What to produce →
Which lines in the listing below contain the word "tall"? Report each of them in full.

[Excerpts of labeled region data]
* start *

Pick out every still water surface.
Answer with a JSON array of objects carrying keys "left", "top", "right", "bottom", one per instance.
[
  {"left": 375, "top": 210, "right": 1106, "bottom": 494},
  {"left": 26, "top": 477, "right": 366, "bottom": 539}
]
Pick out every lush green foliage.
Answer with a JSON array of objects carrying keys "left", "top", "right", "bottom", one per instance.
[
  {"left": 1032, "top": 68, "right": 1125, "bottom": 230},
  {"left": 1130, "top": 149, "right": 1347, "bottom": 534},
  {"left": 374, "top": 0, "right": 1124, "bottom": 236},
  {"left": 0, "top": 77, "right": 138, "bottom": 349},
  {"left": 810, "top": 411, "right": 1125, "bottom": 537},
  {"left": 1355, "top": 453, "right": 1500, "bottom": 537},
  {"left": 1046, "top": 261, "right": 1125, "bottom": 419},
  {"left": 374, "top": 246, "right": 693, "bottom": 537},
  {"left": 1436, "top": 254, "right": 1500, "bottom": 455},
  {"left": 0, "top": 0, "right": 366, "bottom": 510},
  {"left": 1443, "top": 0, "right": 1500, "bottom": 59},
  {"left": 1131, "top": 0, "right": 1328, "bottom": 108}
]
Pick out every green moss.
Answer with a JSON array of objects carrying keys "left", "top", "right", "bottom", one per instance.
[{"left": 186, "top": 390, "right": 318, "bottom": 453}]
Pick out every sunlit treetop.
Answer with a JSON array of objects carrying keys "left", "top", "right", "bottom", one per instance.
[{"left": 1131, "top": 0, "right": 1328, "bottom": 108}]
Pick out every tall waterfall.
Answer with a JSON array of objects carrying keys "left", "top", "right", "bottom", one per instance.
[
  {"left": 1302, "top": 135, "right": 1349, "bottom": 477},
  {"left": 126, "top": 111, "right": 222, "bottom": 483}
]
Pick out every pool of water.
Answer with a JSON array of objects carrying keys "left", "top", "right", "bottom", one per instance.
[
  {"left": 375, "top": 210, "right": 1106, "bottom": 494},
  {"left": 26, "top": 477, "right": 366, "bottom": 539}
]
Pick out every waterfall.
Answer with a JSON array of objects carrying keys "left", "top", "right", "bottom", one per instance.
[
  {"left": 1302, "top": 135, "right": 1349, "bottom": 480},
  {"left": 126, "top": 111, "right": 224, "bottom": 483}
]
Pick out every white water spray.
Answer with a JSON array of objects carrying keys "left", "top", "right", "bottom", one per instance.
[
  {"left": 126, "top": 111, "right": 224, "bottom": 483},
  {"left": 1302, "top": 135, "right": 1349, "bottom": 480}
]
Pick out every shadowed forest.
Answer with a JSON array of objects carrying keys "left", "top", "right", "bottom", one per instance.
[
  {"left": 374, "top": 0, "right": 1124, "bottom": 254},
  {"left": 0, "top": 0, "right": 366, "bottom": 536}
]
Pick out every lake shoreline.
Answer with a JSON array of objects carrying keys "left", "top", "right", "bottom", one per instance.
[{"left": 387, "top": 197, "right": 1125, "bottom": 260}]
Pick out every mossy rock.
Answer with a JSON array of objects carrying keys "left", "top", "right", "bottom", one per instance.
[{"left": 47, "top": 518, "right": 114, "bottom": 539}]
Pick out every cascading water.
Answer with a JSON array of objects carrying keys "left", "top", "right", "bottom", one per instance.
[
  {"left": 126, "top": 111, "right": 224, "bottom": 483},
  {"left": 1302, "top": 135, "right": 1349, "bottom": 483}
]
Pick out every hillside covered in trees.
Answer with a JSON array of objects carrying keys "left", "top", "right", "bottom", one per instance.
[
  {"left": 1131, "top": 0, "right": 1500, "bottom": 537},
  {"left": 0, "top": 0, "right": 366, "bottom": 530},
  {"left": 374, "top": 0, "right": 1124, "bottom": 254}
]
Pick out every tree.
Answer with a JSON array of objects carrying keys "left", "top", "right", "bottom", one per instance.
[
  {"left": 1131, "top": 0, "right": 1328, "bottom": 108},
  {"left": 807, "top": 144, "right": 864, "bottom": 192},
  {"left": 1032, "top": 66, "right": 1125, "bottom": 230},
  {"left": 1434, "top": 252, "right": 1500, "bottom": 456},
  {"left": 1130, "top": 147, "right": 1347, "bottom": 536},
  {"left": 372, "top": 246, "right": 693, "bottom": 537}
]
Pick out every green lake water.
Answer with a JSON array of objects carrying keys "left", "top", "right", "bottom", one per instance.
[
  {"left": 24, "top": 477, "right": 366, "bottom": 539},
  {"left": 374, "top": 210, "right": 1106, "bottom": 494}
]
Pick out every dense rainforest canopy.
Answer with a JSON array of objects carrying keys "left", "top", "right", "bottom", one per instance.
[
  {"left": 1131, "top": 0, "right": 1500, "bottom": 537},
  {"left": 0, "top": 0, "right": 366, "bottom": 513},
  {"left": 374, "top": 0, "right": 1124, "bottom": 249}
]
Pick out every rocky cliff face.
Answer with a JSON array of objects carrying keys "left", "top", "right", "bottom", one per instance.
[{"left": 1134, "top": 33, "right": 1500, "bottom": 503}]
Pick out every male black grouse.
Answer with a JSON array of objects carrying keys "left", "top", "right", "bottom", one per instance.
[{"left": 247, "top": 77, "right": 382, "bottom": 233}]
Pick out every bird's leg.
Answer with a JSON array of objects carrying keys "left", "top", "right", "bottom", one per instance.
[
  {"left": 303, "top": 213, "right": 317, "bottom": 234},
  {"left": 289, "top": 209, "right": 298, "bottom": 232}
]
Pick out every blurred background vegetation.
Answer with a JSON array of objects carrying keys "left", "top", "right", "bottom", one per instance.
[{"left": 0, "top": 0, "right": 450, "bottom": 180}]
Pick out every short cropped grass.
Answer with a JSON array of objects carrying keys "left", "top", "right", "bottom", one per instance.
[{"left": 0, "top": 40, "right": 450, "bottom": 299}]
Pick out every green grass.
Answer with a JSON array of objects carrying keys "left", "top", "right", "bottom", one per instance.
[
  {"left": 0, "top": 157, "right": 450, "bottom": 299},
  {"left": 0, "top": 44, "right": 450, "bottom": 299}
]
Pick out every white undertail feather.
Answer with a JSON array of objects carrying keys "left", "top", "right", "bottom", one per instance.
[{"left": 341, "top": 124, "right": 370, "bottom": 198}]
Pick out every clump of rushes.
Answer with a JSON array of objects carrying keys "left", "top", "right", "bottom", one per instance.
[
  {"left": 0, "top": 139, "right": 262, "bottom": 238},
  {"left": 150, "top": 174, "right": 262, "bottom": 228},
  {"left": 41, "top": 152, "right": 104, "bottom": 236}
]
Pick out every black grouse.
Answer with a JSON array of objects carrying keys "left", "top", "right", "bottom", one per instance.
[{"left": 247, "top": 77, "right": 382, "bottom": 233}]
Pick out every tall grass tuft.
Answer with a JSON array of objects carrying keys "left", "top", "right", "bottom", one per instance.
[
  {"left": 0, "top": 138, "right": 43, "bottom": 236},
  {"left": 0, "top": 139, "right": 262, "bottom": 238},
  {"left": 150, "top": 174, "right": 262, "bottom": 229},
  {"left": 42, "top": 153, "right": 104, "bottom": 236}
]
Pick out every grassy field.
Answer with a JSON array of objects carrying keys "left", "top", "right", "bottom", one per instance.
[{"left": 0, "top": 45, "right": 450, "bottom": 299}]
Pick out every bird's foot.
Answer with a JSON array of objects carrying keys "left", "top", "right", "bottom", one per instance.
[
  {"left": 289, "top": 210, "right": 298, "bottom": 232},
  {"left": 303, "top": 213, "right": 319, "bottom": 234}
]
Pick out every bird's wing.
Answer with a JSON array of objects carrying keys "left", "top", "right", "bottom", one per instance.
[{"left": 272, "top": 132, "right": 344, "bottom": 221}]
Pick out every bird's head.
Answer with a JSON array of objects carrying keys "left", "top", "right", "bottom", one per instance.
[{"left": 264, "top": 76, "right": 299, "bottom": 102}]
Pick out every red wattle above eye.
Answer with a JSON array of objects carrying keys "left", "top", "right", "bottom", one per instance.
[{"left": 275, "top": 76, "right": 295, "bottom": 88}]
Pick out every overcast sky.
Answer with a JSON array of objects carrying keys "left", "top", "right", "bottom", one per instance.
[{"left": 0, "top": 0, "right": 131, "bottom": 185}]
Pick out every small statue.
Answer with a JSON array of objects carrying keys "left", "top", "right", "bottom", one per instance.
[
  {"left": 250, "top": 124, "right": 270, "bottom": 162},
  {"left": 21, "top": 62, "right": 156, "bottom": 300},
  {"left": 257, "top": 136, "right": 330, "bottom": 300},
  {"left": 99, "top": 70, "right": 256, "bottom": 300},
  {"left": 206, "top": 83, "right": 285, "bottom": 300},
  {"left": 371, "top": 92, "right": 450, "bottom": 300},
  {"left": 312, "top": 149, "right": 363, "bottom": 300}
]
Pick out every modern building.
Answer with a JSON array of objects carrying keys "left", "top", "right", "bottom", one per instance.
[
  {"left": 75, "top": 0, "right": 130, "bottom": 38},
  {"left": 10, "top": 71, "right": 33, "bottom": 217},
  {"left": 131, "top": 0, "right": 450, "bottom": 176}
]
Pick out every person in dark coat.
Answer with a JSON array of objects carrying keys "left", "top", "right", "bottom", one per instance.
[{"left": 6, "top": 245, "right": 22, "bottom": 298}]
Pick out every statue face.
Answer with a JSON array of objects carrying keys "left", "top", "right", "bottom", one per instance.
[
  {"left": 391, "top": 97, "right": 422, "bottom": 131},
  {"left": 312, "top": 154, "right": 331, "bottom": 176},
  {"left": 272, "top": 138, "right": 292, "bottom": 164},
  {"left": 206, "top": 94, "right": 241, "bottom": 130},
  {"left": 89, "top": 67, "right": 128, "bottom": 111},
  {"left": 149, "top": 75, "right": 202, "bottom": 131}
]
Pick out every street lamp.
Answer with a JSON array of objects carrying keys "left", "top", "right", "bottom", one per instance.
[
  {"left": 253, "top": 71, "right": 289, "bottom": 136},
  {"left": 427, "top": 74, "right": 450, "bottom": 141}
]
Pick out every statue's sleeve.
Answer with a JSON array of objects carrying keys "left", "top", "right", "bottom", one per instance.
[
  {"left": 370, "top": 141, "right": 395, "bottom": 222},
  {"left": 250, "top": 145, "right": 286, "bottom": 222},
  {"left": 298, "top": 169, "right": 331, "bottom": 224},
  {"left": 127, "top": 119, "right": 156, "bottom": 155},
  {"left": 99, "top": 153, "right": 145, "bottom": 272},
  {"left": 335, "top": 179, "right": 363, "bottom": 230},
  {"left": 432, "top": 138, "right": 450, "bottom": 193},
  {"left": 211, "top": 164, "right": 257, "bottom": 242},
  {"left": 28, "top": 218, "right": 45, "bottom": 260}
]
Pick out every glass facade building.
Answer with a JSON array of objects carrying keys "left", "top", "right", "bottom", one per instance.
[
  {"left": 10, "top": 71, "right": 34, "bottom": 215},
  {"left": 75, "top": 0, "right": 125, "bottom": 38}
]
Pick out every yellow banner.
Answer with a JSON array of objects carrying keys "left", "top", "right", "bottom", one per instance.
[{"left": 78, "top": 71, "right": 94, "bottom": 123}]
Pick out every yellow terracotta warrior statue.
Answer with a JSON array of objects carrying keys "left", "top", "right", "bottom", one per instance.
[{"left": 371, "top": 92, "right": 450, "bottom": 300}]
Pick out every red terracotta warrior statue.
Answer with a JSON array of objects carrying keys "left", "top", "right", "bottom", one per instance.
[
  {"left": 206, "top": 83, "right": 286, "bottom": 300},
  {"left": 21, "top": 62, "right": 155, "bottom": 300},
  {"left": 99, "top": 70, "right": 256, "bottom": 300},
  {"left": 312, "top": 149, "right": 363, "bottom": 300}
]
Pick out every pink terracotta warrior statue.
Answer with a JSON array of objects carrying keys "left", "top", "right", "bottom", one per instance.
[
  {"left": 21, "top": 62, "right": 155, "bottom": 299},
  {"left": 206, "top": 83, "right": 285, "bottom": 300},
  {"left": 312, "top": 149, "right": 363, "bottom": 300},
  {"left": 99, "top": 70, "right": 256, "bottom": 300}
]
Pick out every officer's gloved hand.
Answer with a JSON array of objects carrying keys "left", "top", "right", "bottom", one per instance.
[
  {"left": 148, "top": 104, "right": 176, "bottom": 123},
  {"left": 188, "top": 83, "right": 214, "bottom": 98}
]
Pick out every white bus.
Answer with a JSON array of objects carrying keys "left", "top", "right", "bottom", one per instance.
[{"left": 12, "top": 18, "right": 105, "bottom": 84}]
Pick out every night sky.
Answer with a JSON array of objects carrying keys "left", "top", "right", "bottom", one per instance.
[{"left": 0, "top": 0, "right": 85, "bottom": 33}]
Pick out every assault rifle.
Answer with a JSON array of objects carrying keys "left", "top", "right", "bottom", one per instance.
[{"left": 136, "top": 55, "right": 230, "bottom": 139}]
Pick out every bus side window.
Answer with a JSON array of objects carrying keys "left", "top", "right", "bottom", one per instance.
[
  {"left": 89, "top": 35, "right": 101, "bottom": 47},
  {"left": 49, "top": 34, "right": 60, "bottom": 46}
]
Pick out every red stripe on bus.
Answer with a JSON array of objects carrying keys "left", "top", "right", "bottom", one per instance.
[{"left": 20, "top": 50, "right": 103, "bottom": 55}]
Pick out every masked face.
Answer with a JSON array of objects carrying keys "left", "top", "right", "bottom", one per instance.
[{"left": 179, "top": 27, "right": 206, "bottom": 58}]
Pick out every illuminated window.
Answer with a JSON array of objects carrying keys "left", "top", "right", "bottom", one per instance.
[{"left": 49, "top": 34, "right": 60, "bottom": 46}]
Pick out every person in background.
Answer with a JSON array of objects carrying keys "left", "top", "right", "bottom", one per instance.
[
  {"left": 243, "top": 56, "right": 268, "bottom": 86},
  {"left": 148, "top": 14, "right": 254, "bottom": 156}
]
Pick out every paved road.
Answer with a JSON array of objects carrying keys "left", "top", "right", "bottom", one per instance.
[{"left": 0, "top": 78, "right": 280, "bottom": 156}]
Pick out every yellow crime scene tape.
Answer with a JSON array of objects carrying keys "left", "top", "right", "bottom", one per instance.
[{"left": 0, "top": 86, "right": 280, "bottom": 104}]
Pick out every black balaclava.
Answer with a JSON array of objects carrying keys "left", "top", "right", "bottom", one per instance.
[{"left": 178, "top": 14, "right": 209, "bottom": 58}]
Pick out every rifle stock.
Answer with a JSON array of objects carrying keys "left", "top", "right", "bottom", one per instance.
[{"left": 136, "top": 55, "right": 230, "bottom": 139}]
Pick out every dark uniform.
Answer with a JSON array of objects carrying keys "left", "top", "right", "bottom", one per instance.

* end *

Solution to the exercise →
Pick out every tall waterfall.
Pick out every tall grass tuft.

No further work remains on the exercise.